The records underneath are to be repeated exactly, with the pictures left out.

_ _ _ _

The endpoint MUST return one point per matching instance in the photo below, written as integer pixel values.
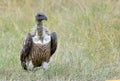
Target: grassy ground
(88, 39)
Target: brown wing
(26, 46)
(53, 42)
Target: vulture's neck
(40, 31)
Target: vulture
(38, 46)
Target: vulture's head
(40, 17)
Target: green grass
(88, 39)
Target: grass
(88, 39)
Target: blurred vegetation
(88, 39)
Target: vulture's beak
(40, 17)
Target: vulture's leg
(30, 65)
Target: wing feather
(53, 42)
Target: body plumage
(37, 48)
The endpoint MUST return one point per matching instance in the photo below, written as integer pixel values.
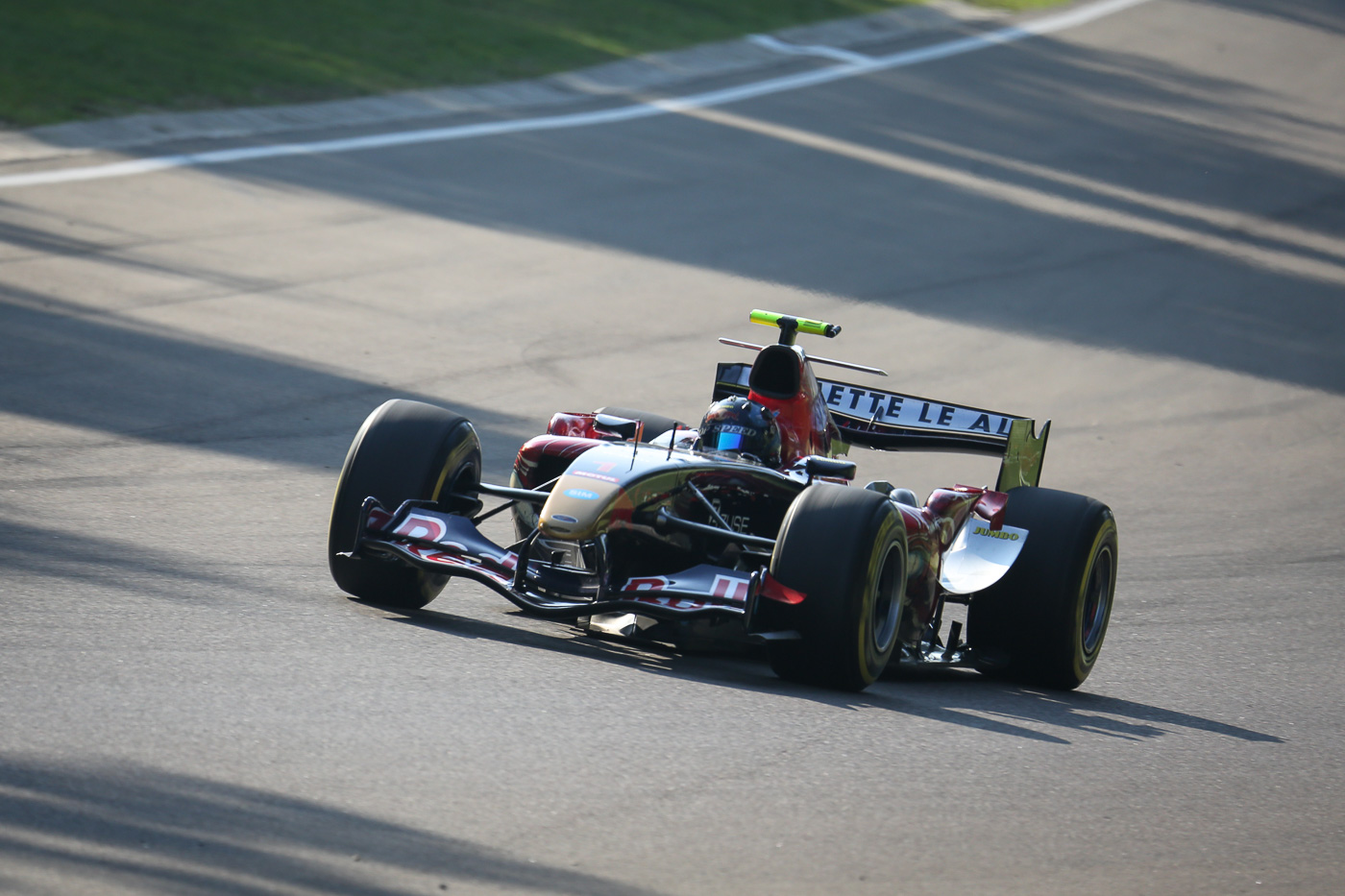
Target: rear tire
(846, 550)
(405, 449)
(1045, 620)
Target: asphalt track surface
(1136, 228)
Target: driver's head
(744, 428)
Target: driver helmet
(744, 428)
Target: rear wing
(893, 422)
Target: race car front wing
(447, 544)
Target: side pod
(1022, 455)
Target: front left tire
(404, 449)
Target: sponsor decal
(648, 583)
(419, 526)
(672, 603)
(591, 475)
(891, 409)
(991, 533)
(729, 588)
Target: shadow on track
(62, 363)
(957, 697)
(1140, 205)
(150, 831)
(44, 553)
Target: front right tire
(846, 550)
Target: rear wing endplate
(893, 422)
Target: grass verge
(66, 60)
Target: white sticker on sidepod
(979, 556)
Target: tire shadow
(952, 695)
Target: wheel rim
(1096, 601)
(887, 600)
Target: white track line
(1046, 24)
(775, 44)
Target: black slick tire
(405, 449)
(1045, 620)
(846, 550)
(654, 424)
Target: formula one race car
(746, 527)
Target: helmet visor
(728, 442)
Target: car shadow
(143, 829)
(952, 695)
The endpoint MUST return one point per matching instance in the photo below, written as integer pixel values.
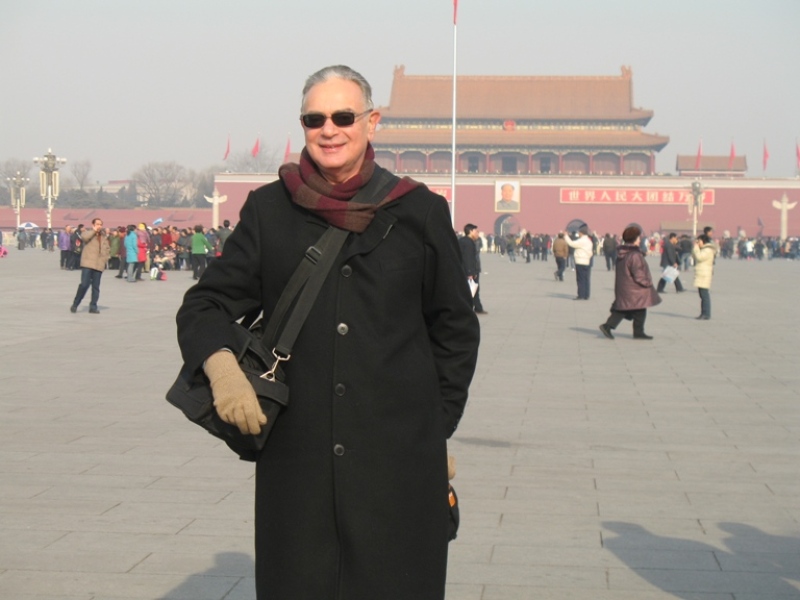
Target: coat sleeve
(229, 289)
(640, 272)
(452, 325)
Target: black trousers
(198, 265)
(89, 278)
(561, 263)
(583, 275)
(476, 299)
(662, 283)
(638, 317)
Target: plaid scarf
(313, 192)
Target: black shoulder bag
(262, 348)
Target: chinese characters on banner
(631, 196)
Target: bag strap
(306, 282)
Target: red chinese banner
(441, 190)
(630, 196)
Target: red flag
(797, 152)
(699, 156)
(288, 150)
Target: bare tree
(9, 169)
(160, 183)
(243, 162)
(80, 170)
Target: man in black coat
(670, 258)
(610, 251)
(471, 259)
(351, 487)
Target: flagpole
(453, 143)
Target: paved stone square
(587, 468)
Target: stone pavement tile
(115, 585)
(533, 575)
(59, 524)
(73, 560)
(785, 564)
(581, 557)
(210, 564)
(500, 592)
(34, 596)
(211, 542)
(458, 591)
(679, 581)
(38, 506)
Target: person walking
(561, 253)
(633, 288)
(471, 260)
(583, 253)
(351, 488)
(703, 254)
(610, 251)
(94, 260)
(670, 258)
(131, 252)
(200, 246)
(64, 246)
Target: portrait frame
(507, 196)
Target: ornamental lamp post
(696, 206)
(16, 186)
(48, 180)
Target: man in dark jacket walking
(633, 288)
(670, 258)
(610, 251)
(351, 488)
(471, 259)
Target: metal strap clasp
(270, 375)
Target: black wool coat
(351, 489)
(633, 284)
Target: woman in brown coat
(633, 288)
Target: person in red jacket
(633, 288)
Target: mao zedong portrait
(509, 198)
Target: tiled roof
(711, 163)
(515, 98)
(528, 139)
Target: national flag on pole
(699, 156)
(797, 153)
(288, 150)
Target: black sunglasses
(341, 118)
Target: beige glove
(234, 397)
(451, 466)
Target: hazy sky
(125, 82)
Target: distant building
(517, 125)
(711, 166)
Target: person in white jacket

_ _ _ _

* [RESPONSE BELOW]
The endpoint MUST return one point per matching instance in the photo below, written as integer pixel values.
Target: grassy ground
(88, 39)
Target: brown wing
(26, 46)
(53, 42)
Target: vulture's neck
(40, 31)
Target: vulture
(38, 46)
Target: vulture's head
(40, 17)
Target: green grass
(88, 39)
Target: grass
(88, 39)
Target: blurred vegetation
(88, 39)
Target: vulture's beak
(40, 17)
Target: vulture's leg
(30, 65)
Target: wing feather
(53, 42)
Target: body plumage
(37, 48)
The endpoint MUST return one point per matching instance in the photo below, written as integer pixel values.
Target: rear tire
(846, 550)
(405, 449)
(1045, 620)
Target: asphalt track surface
(1136, 228)
Target: driver's head
(744, 428)
Target: driver helmet
(744, 428)
Target: rear wing
(893, 422)
Target: race car front wing
(447, 544)
Target: side pod
(1022, 455)
Target: front left tire
(404, 449)
Target: sponsor decal
(648, 583)
(419, 526)
(672, 603)
(591, 475)
(891, 409)
(991, 533)
(729, 588)
Target: shadow on track
(62, 363)
(957, 697)
(1140, 205)
(150, 831)
(44, 553)
Target: front right tire
(846, 550)
Target: rear wing endplate
(893, 422)
Target: grass verge
(66, 60)
Target: white sticker on sidepod
(979, 556)
Target: tire shadow
(952, 695)
Target: wheel rim
(1096, 601)
(887, 600)
Target: white track line
(1046, 24)
(775, 44)
Target: black slick tire
(405, 449)
(1045, 620)
(846, 550)
(654, 424)
Target: formula one race car
(746, 527)
Target: helmet visor
(728, 442)
Target: car shadow
(143, 829)
(952, 695)
The endpoint MUST return one point per matching instance in the photo below, written as integer pixel values.
Target: coat sleeve
(229, 289)
(640, 272)
(452, 325)
Target: black trousers
(198, 265)
(89, 278)
(561, 263)
(583, 275)
(476, 299)
(662, 283)
(638, 317)
Target: plaid scarf
(313, 192)
Target: black shoulder bag
(262, 348)
Target: chinese characters on banner
(631, 196)
Target: bag strap
(306, 282)
Target: red chinese banner
(441, 190)
(630, 196)
Target: red flag
(797, 152)
(699, 156)
(288, 150)
Target: bare tree
(9, 169)
(160, 183)
(243, 162)
(80, 170)
Target: man in black coat
(670, 258)
(610, 251)
(471, 259)
(351, 487)
Target: flagpole
(453, 143)
Target: paved stone square
(587, 468)
Target: stone pavement tile
(115, 585)
(533, 575)
(59, 524)
(73, 560)
(785, 564)
(581, 557)
(210, 564)
(500, 592)
(34, 596)
(211, 542)
(458, 591)
(679, 581)
(38, 506)
Target: person walking
(561, 253)
(633, 288)
(471, 260)
(583, 253)
(351, 488)
(703, 254)
(610, 251)
(94, 260)
(670, 258)
(131, 252)
(200, 246)
(64, 246)
Target: portrait frame
(507, 196)
Target: ornamental lamp post
(696, 206)
(16, 186)
(48, 180)
Target: man in dark jacket walking
(633, 288)
(670, 258)
(610, 251)
(351, 488)
(471, 259)
Target: metal strap clasp
(270, 375)
Target: black wool coat
(351, 489)
(633, 284)
Target: woman in brown coat
(633, 288)
Target: person in red jacket
(633, 288)
Target: mao zedong portrait
(509, 198)
Target: tiled roof
(711, 163)
(515, 98)
(528, 139)
Target: national flag on pole
(699, 156)
(797, 153)
(288, 150)
Target: black sunglasses
(341, 118)
Target: beige glove
(234, 397)
(451, 466)
Target: hazy sky
(125, 82)
Target: distant building
(517, 125)
(711, 166)
Target: person in white jacket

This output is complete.